Stored data –
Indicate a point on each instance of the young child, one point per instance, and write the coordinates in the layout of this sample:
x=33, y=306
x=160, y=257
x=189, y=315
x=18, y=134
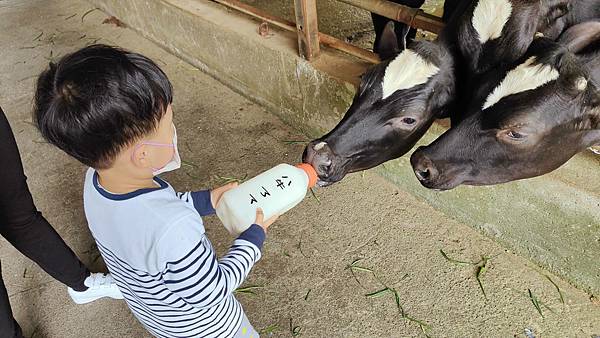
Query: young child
x=111, y=110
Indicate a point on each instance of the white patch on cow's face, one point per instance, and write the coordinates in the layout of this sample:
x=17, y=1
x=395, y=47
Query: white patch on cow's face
x=407, y=70
x=490, y=17
x=526, y=76
x=581, y=83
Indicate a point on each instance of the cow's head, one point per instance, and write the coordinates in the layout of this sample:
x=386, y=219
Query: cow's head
x=543, y=111
x=395, y=104
x=489, y=33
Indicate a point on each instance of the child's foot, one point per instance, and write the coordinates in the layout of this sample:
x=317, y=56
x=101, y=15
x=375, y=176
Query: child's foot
x=99, y=285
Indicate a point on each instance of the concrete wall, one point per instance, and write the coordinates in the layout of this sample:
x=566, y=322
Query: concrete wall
x=554, y=220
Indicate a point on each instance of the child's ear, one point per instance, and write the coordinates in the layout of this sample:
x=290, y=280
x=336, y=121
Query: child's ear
x=139, y=156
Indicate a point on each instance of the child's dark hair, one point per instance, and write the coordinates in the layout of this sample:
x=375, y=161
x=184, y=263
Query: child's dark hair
x=96, y=101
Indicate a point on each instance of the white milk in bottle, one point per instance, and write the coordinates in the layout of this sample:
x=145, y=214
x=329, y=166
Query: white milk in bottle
x=275, y=191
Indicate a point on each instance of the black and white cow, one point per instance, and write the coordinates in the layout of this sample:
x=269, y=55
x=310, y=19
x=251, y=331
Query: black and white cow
x=530, y=119
x=398, y=99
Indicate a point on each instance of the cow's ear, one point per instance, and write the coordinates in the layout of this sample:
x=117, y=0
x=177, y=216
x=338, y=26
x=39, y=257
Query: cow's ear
x=577, y=38
x=388, y=44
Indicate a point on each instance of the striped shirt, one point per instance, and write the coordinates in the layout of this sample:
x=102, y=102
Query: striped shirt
x=154, y=245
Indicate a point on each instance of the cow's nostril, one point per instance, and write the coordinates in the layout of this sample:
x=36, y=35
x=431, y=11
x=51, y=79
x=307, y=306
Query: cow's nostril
x=423, y=174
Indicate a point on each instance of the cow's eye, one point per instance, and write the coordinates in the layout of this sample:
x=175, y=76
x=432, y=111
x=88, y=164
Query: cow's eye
x=515, y=135
x=409, y=121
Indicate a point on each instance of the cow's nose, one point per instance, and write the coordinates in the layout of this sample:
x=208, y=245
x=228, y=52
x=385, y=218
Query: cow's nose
x=319, y=154
x=424, y=167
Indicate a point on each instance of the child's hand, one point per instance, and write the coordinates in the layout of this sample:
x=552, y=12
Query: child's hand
x=217, y=193
x=260, y=219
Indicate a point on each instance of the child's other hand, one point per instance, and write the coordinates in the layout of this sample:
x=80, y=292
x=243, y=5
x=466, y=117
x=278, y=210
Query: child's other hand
x=217, y=193
x=260, y=219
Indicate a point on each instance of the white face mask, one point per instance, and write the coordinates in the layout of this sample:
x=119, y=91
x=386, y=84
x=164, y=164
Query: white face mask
x=174, y=163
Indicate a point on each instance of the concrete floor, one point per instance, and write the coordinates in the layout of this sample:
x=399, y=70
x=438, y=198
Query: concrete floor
x=303, y=276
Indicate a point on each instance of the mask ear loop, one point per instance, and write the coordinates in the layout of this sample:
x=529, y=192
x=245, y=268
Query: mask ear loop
x=154, y=144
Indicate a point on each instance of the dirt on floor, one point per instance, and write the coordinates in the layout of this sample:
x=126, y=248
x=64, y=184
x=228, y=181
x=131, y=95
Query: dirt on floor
x=364, y=259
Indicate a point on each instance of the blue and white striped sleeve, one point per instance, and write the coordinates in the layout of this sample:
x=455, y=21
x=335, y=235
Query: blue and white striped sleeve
x=200, y=200
x=192, y=270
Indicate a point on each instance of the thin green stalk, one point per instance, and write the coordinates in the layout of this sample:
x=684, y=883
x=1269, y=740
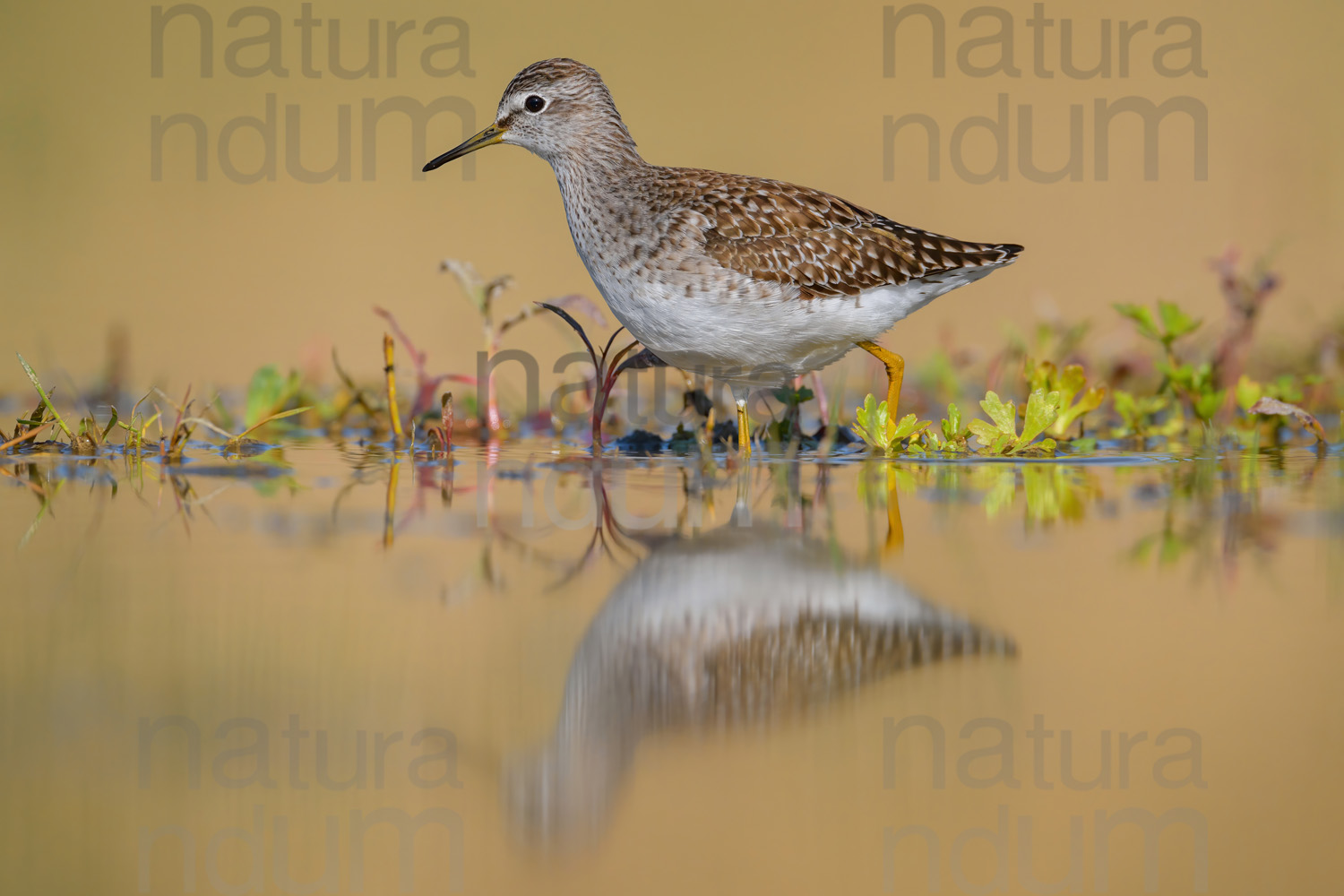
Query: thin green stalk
x=45, y=400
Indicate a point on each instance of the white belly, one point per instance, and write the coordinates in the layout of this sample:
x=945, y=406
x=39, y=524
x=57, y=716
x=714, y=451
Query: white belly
x=763, y=341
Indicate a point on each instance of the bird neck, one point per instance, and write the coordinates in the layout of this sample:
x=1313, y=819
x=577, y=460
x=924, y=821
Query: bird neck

What you will do – Set down the whole listing exactly as given, except for the pictures.

Solved problem –
Indicate a point on each instance of the young child, one point per instance, and write the coordinates in the layout of this sample:
x=33, y=306
x=160, y=257
x=189, y=315
x=18, y=134
Query: young child
x=111, y=110
Indicate a point on each instance of the white patch on cow's face, one point per instance, and write the coordinates in the layout of this sample:
x=17, y=1
x=395, y=47
Query: white patch on cow's face
x=407, y=70
x=490, y=17
x=526, y=76
x=581, y=83
Indicate a point on each instance of the cow's head, one point per instance, and write the coordinates in the layout of this sample:
x=386, y=219
Query: cow's head
x=543, y=111
x=395, y=104
x=489, y=33
Indicate a point on each instance of the child's foot, one point per instance, and write the coordinates in the layout of this sample:
x=317, y=56
x=101, y=15
x=375, y=176
Query: child's foot
x=99, y=285
Indicate a point on each instance of the concrete wall, one point per instance, and write the coordinates in the layout of this sample:
x=566, y=322
Query: concrete wall
x=554, y=220
Indicate a point on each instance of the child's ear, one point per instance, and write the coordinates in the layout of this sample:
x=290, y=280
x=336, y=121
Query: child's ear
x=139, y=156
Indicate a point on each instance of the child's dark hair, one point per instance, and write the coordinates in the layout of this sample:
x=375, y=161
x=184, y=263
Query: child's dark hair
x=96, y=101
Indicate a point on each instance of the white milk in bottle, one point per instance, and write the coordinates in the layout of this sample:
x=145, y=214
x=329, y=166
Query: white milk in bottle
x=275, y=191
Indicate a point on each instance of the black and white cow, one point per instance, and write the coordinates in the layout of this sample:
x=269, y=55
x=310, y=19
x=251, y=331
Query: black and white cow
x=530, y=119
x=398, y=99
Indicate a point on each instance of the cow's ear, one point per instance, and write the coordinates in the layout of this sample:
x=117, y=0
x=177, y=216
x=338, y=26
x=39, y=257
Query: cow's ear
x=577, y=38
x=388, y=44
Indicate a point on each instance of the striped shirt, one point per instance, and write the coordinates in the layout of this sample:
x=102, y=102
Query: striped shirt
x=154, y=245
Indicate a point on each instance of the cow's nostril, one point per instance, and write the coordinates in the layout of this sample:
x=36, y=35
x=431, y=11
x=51, y=79
x=307, y=306
Query: cow's nostril
x=423, y=174
Indicate a point on each instance of the cow's eye, one point per instance, and write the coordinates in the layout of this sample:
x=175, y=76
x=432, y=111
x=88, y=164
Query: cow's eye
x=515, y=135
x=409, y=121
Indicate a point on each instance of the cow's nose, one point per instance, and write the coordinates in the layout of this sample:
x=208, y=245
x=228, y=52
x=385, y=218
Query: cow's nose
x=319, y=154
x=424, y=167
Indicate a point on each instance of the child's hand, one point per instance, and write the coordinates in the layout of this sample:
x=552, y=12
Query: child's hand
x=217, y=193
x=260, y=219
Indicate a point on each instance of the child's other hand, one point per instance, and write the coordinates in the layout of this sample:
x=80, y=292
x=243, y=5
x=466, y=117
x=278, y=210
Query: child's other hand
x=217, y=193
x=260, y=219
Indicate a point on each instance of the white face mask, one point per instance, and write the coordinates in the layout of this sample:
x=119, y=91
x=386, y=84
x=164, y=164
Query: white face mask
x=174, y=163
Indicate a point on each instance of the concrete floor, one point per instance, and write the coordinates in the layout of this sample:
x=399, y=70
x=438, y=198
Query: concrete floor
x=303, y=276
Indicate a point on each instance of the mask ear loop, one point per instance, and write the coordinates in the layout of this sample:
x=529, y=192
x=245, y=268
Query: mask ear loop
x=154, y=144
Indicate a point on each instance of the dirt on floor, one point per instance, and write the coordinates in the layout of this sample:
x=126, y=248
x=64, y=184
x=228, y=181
x=131, y=95
Query: dirt on floor
x=364, y=259
Indicate a point on each instance of the blue and white striped sleeve, one point per instance, and write the coordinates in the layout of this sample:
x=455, y=21
x=335, y=235
Query: blue and white striped sleeve
x=200, y=200
x=192, y=270
Indicate a point on each instance of the thin green stalk, one point per instance, and write the coordinates in the layout of this sample:
x=684, y=883
x=1269, y=740
Query: thin green stalk
x=45, y=400
Indicate a point on each instance of the white belly, one point per instance, and write the coordinates in the layout of this sample:
x=945, y=406
x=39, y=524
x=57, y=716
x=714, y=451
Query: white belly
x=763, y=341
Indicate a point on each instance of the bird neck, one point per instance, and write the coordinates in the layout of this sample:
x=1313, y=819
x=577, y=460
x=924, y=821
Query: bird neck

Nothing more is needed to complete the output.